» Aim 1
Can you repeat the plan provisions on committee authority from "Section 3.04.     Reliance on" to "to the Company." word for word?
» Aim 2
Please carry on the plan provisions on committee authority, picking up from their last sentence.

» Passage

◇ ◇ ◇ ◇ ◇ ◇ ◇

Section 3.04.     Reliance on Experts.  In making any determination or in taking or not taking any action under the Plan, the Committee may obtain and rely upon the advice of experts, including employees of and professional advisors to the Company.
 
Section 3.05.     Delegation.  The Committee may delegate ministerial non-discretionary functions to one or more Company officers or employees.  Subject to applicable law, the Committee may delegate to the Company's Chief Executive Officer all or part of its authority and duties with respect to the granting of Awards to individuals who are not (i) subject to the reporting and other provisions of Section 16 of the Securities Exchange Act of 1934 or (ii) covered employees within the meaning of Code Section 162(m)(3).  Any delegation pursuant to this Section shall specify the duration of the delegation and limit the amount and types of Awards that may be granted pursuant thereto.

◇ ◇ ◇ ◇ ◇ ◇ ◇

» Source data
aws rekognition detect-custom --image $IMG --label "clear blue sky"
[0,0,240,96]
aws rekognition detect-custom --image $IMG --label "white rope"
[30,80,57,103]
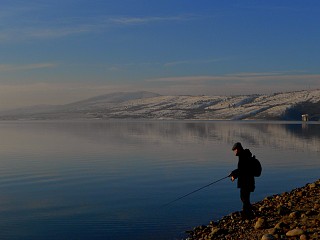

◇ ◇ ◇ ◇ ◇ ◇ ◇

» Final result 1
Section 3.04.     Reliance on Experts.  In making any determination or in taking or not taking any action under the Plan, the Committee may obtain and rely upon the advice of experts, including employees of and professional advisors to the Company.

» Final result 2
Section 3.06.     Limitations on Liability.  No director, officer, or agent of the Company shall be liable for any action, omission, or decision under the Plan that is taken, made, or omitted in good faith.
 
ARTICLE IV
ELIGIBILITY
 
The Committee shall, from time to time, designate those persons eligible to receive Awards under the Plan from among Employees, Directors, and Advisors.  The Committee may grant more than one Award to any Participant.
 
ARTICLE V
SHARES SUBJECT TO AWARDS
 
Section 5.01.     Shares Available The only shares subject to Awards shall be the Company's authorized, but unissued, or reacquired Shares.  Upon the expiration or termination, in whole or in part, for any reason of an outstanding Award or any portion thereof that shall not have vested or shall not have been exercised in full, or upon the surrender of Shares as payment for an Award, any Shares subject to the Award that have not been acquired by the Participant or that are forfeited or surrendered by the Participant shall again become available for the granting of additional Awards.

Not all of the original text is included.